-- Aim of the exercise --
Pull out every line in the items below that contains the word "wheel". Capital and lowercase letters must match.
********
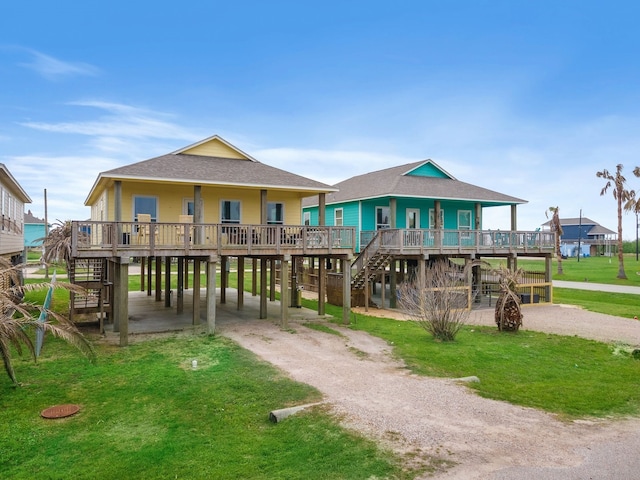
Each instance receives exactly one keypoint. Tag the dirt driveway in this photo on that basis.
(441, 418)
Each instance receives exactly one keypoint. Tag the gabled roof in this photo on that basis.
(424, 179)
(12, 184)
(587, 225)
(212, 161)
(31, 218)
(574, 221)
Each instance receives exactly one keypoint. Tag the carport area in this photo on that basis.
(149, 316)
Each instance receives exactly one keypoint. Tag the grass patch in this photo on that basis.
(146, 413)
(569, 376)
(618, 304)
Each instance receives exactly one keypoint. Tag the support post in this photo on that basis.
(322, 286)
(223, 280)
(211, 296)
(180, 287)
(196, 291)
(158, 279)
(254, 277)
(346, 290)
(263, 288)
(272, 280)
(121, 305)
(393, 298)
(167, 282)
(149, 275)
(284, 292)
(240, 282)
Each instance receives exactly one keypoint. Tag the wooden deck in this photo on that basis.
(93, 239)
(466, 242)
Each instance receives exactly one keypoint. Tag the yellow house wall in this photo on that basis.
(215, 149)
(170, 199)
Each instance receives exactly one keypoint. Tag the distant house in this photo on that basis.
(12, 201)
(34, 230)
(581, 234)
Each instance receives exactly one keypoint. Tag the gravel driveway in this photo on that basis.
(440, 418)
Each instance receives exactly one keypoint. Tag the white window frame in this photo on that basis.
(276, 221)
(136, 211)
(222, 209)
(465, 212)
(380, 226)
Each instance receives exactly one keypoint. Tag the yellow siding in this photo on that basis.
(170, 200)
(215, 148)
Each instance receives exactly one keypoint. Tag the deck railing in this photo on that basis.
(118, 238)
(446, 241)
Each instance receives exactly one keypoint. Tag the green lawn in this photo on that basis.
(569, 376)
(145, 413)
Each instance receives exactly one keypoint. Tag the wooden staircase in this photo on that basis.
(371, 261)
(90, 274)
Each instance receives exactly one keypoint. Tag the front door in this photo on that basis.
(413, 222)
(413, 218)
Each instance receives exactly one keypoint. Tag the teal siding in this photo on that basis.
(428, 170)
(367, 210)
(32, 232)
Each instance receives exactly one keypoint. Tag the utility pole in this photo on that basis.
(46, 233)
(580, 236)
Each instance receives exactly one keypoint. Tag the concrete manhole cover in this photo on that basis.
(60, 411)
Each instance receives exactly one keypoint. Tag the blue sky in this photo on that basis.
(528, 98)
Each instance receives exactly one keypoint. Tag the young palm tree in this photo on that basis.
(622, 196)
(57, 244)
(19, 320)
(556, 227)
(508, 312)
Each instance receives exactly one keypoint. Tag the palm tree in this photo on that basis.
(622, 196)
(556, 227)
(508, 312)
(19, 319)
(57, 244)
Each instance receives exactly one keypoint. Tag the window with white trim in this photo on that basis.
(230, 211)
(464, 219)
(275, 213)
(383, 214)
(145, 204)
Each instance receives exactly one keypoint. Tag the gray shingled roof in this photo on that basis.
(214, 170)
(393, 182)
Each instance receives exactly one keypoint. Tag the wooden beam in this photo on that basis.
(345, 266)
(149, 275)
(196, 291)
(263, 288)
(158, 279)
(284, 292)
(211, 296)
(322, 286)
(272, 280)
(223, 279)
(167, 281)
(240, 282)
(180, 287)
(121, 305)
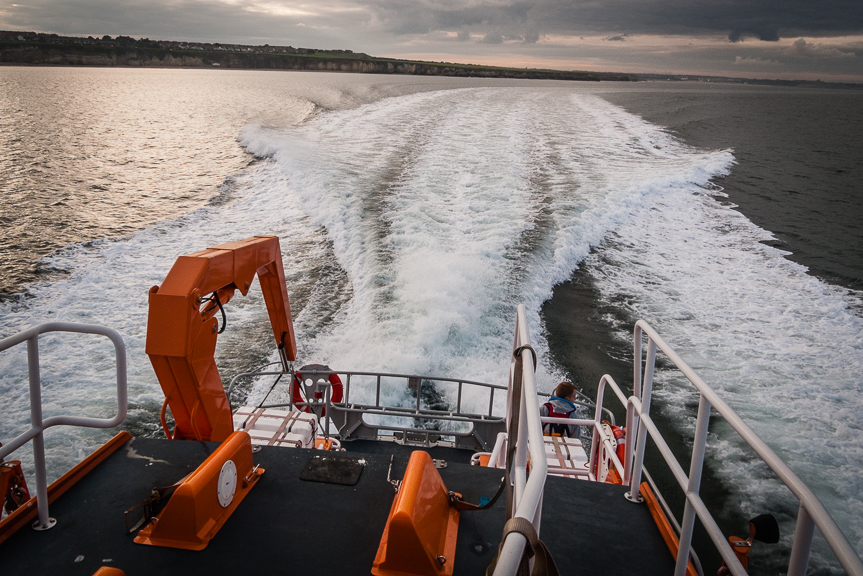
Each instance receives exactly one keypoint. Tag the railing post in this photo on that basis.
(630, 441)
(695, 467)
(44, 522)
(802, 543)
(640, 445)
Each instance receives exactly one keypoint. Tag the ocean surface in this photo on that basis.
(416, 213)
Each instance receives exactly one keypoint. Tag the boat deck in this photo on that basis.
(287, 525)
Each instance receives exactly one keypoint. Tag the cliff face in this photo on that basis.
(72, 55)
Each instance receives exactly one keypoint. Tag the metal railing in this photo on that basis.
(37, 423)
(346, 418)
(527, 489)
(639, 423)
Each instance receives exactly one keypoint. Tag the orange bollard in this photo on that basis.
(421, 531)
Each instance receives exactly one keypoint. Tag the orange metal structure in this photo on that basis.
(108, 571)
(182, 328)
(421, 531)
(664, 525)
(195, 512)
(13, 486)
(29, 510)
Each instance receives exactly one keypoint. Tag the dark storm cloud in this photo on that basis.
(738, 19)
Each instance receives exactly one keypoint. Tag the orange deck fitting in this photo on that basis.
(421, 532)
(204, 501)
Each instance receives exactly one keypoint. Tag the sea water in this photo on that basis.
(414, 215)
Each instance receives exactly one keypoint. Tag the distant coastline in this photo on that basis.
(40, 49)
(35, 49)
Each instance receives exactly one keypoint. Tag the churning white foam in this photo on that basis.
(780, 346)
(411, 228)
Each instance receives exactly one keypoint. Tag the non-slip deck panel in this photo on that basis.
(289, 526)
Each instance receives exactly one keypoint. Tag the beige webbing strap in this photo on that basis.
(555, 440)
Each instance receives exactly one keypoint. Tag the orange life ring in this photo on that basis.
(297, 395)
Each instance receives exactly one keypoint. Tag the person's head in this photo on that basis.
(566, 390)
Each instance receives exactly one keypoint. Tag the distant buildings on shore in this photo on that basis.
(128, 41)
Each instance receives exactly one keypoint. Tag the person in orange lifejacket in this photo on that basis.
(561, 405)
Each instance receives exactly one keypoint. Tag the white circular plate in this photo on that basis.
(227, 483)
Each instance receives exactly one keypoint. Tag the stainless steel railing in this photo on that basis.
(346, 418)
(38, 424)
(639, 423)
(527, 488)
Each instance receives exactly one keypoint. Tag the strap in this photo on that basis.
(463, 506)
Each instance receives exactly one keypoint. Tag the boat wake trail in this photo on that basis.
(411, 227)
(446, 209)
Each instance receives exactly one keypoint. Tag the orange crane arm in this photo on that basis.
(182, 329)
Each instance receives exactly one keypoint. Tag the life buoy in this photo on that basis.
(301, 402)
(620, 438)
(605, 469)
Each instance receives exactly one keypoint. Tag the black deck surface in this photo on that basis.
(288, 526)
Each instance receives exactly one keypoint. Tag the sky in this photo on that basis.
(777, 39)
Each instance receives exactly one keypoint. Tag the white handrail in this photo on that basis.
(811, 513)
(528, 489)
(37, 423)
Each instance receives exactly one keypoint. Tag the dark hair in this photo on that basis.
(565, 389)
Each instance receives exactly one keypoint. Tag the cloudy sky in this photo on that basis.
(808, 39)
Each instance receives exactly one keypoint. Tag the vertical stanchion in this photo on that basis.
(803, 533)
(695, 467)
(646, 394)
(44, 522)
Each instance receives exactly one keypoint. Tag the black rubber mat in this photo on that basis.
(288, 526)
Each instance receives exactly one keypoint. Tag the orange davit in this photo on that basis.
(182, 328)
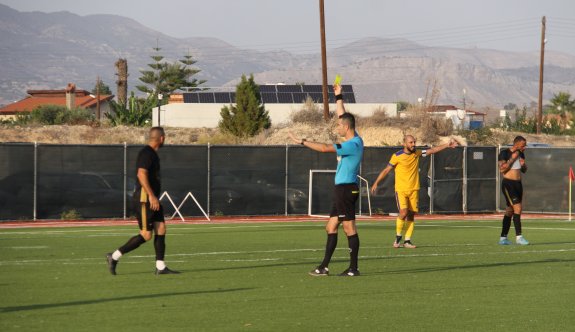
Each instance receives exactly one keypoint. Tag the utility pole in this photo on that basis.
(98, 98)
(542, 60)
(323, 62)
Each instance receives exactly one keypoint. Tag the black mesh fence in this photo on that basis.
(481, 169)
(97, 181)
(247, 180)
(300, 161)
(448, 181)
(73, 179)
(383, 200)
(546, 183)
(16, 181)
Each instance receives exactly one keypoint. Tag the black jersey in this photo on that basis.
(148, 159)
(505, 155)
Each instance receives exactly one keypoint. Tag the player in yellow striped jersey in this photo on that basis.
(406, 165)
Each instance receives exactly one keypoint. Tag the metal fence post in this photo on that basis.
(35, 191)
(125, 178)
(208, 182)
(464, 185)
(497, 179)
(360, 184)
(286, 180)
(432, 183)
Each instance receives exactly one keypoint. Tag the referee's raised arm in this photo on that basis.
(338, 99)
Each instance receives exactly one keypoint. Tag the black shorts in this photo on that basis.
(146, 217)
(512, 190)
(344, 198)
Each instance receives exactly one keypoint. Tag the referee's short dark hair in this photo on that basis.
(348, 119)
(159, 130)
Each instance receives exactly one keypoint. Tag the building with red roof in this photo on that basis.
(69, 97)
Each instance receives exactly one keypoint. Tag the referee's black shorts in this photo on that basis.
(512, 190)
(344, 198)
(146, 216)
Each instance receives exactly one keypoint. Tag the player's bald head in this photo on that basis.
(156, 132)
(408, 138)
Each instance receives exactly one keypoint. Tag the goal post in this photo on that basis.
(319, 173)
(177, 208)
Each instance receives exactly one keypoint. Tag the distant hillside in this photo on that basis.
(41, 50)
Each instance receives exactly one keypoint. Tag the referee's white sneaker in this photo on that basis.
(521, 240)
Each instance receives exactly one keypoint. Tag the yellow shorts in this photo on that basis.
(407, 200)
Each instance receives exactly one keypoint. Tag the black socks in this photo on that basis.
(330, 246)
(160, 247)
(132, 244)
(506, 225)
(353, 242)
(517, 224)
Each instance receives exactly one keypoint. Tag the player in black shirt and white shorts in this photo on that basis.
(148, 209)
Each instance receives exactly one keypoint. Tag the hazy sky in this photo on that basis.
(293, 25)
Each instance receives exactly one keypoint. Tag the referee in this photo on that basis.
(511, 165)
(349, 156)
(149, 211)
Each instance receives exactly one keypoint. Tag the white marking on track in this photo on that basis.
(29, 247)
(91, 260)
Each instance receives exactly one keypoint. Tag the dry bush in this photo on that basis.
(310, 113)
(379, 118)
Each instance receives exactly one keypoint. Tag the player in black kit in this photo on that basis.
(148, 209)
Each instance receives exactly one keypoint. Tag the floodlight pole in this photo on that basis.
(160, 98)
(542, 60)
(323, 62)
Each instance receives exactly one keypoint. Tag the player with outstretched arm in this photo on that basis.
(511, 165)
(406, 165)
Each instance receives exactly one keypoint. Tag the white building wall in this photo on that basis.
(192, 115)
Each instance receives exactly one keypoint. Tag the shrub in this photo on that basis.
(310, 113)
(58, 115)
(248, 116)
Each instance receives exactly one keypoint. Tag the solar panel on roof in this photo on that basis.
(269, 97)
(207, 97)
(331, 97)
(347, 88)
(191, 97)
(312, 88)
(285, 98)
(267, 88)
(222, 97)
(288, 88)
(299, 97)
(317, 97)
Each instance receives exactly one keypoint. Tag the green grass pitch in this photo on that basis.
(254, 277)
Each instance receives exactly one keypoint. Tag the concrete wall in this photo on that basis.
(208, 115)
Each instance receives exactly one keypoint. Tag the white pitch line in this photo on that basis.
(29, 247)
(90, 260)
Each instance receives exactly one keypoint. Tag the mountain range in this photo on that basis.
(47, 50)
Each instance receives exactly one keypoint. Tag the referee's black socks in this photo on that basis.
(517, 224)
(160, 246)
(353, 242)
(132, 244)
(506, 225)
(330, 246)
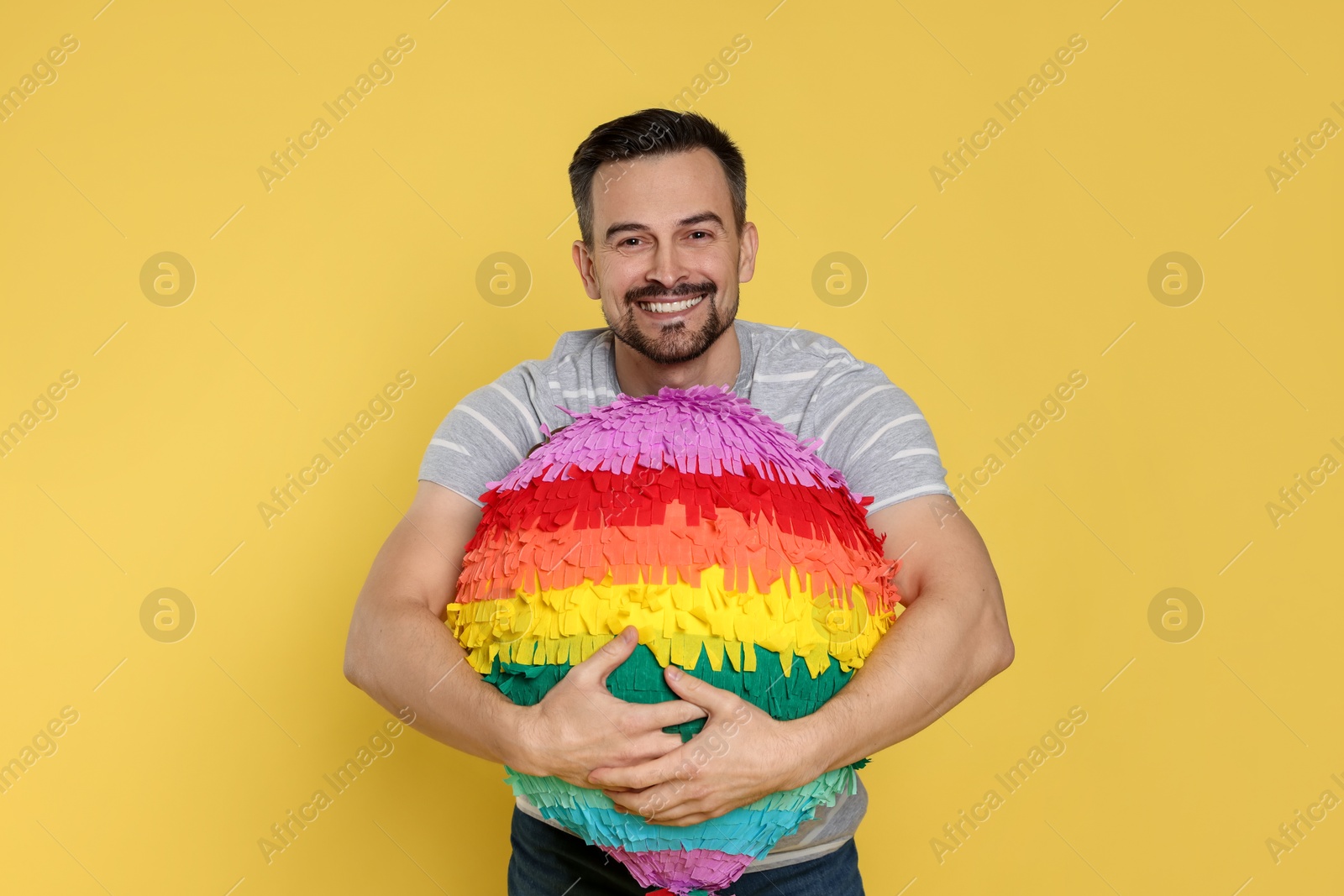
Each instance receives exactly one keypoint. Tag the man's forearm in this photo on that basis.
(407, 658)
(940, 649)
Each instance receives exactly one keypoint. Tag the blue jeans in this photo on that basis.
(553, 862)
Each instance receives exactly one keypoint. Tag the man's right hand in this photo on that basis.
(578, 726)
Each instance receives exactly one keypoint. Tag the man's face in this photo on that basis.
(663, 237)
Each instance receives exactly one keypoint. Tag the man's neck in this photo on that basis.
(719, 365)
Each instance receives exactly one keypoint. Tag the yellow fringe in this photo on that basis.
(676, 621)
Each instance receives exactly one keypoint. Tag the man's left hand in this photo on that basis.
(741, 755)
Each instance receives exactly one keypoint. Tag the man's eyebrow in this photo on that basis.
(685, 222)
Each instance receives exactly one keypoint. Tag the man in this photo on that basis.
(662, 207)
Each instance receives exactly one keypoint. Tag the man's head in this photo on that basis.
(662, 208)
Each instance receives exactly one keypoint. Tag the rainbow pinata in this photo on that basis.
(736, 551)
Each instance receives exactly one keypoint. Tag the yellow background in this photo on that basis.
(360, 264)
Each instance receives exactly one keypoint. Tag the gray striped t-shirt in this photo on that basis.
(870, 430)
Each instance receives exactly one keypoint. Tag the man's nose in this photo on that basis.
(669, 265)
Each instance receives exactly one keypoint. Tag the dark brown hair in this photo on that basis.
(654, 132)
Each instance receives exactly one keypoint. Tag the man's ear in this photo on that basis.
(746, 253)
(586, 268)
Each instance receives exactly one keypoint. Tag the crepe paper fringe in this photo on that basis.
(752, 829)
(691, 871)
(554, 535)
(705, 429)
(676, 621)
(640, 680)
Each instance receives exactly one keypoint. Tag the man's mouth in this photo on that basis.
(669, 308)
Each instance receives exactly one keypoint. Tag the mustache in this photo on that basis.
(655, 291)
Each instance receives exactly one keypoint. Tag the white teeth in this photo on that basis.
(671, 307)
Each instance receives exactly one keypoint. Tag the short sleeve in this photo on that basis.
(877, 436)
(484, 436)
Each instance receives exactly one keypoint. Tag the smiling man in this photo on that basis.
(662, 207)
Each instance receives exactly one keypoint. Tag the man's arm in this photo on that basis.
(400, 651)
(402, 654)
(949, 640)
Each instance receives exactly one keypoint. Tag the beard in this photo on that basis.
(675, 343)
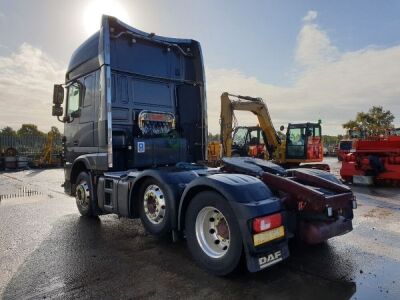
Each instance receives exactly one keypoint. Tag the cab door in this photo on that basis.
(85, 137)
(71, 129)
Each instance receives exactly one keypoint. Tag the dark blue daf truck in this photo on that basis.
(135, 116)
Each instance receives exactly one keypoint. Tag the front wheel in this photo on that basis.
(84, 195)
(154, 207)
(213, 234)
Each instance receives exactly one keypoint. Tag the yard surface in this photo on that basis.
(48, 251)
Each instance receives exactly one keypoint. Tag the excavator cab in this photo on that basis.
(248, 139)
(304, 141)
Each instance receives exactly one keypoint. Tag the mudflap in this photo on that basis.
(272, 255)
(317, 232)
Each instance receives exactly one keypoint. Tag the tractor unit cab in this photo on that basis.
(135, 124)
(133, 100)
(304, 142)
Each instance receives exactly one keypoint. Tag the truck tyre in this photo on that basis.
(154, 207)
(212, 233)
(84, 195)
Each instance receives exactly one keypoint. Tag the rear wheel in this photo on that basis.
(213, 234)
(84, 195)
(154, 207)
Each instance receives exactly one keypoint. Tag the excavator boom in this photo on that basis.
(245, 103)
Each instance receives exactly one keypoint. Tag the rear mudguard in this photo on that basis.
(248, 197)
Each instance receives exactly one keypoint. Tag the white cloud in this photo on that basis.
(331, 86)
(310, 16)
(314, 46)
(26, 84)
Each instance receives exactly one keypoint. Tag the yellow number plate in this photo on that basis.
(266, 236)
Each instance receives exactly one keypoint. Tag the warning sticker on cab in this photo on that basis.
(141, 147)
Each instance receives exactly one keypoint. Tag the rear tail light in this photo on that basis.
(267, 222)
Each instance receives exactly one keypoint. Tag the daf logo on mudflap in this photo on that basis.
(270, 259)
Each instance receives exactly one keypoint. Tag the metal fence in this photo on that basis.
(30, 146)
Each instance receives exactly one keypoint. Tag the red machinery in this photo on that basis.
(377, 158)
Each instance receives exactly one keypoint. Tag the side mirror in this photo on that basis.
(57, 111)
(76, 114)
(58, 95)
(58, 99)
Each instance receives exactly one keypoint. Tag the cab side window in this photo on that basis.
(73, 98)
(89, 83)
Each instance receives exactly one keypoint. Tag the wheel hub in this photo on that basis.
(154, 204)
(212, 232)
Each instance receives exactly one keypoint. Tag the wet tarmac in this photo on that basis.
(48, 251)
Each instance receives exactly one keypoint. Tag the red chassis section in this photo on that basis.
(378, 157)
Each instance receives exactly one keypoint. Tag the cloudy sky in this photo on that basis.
(309, 60)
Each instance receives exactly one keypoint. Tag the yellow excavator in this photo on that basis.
(301, 144)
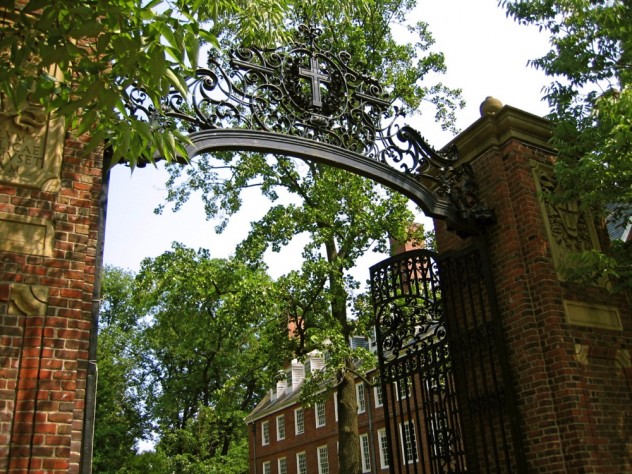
********
-- Response to this task --
Each instance receives exactly one keypoint. Tag the front wheel in this photo on that basis.
Each instance receives exactly one keypoint. Tag the rear wheel in this photo on that basis.
Each instance receives exactly one keypoint. Tag the wheel hub in this photo on that basis.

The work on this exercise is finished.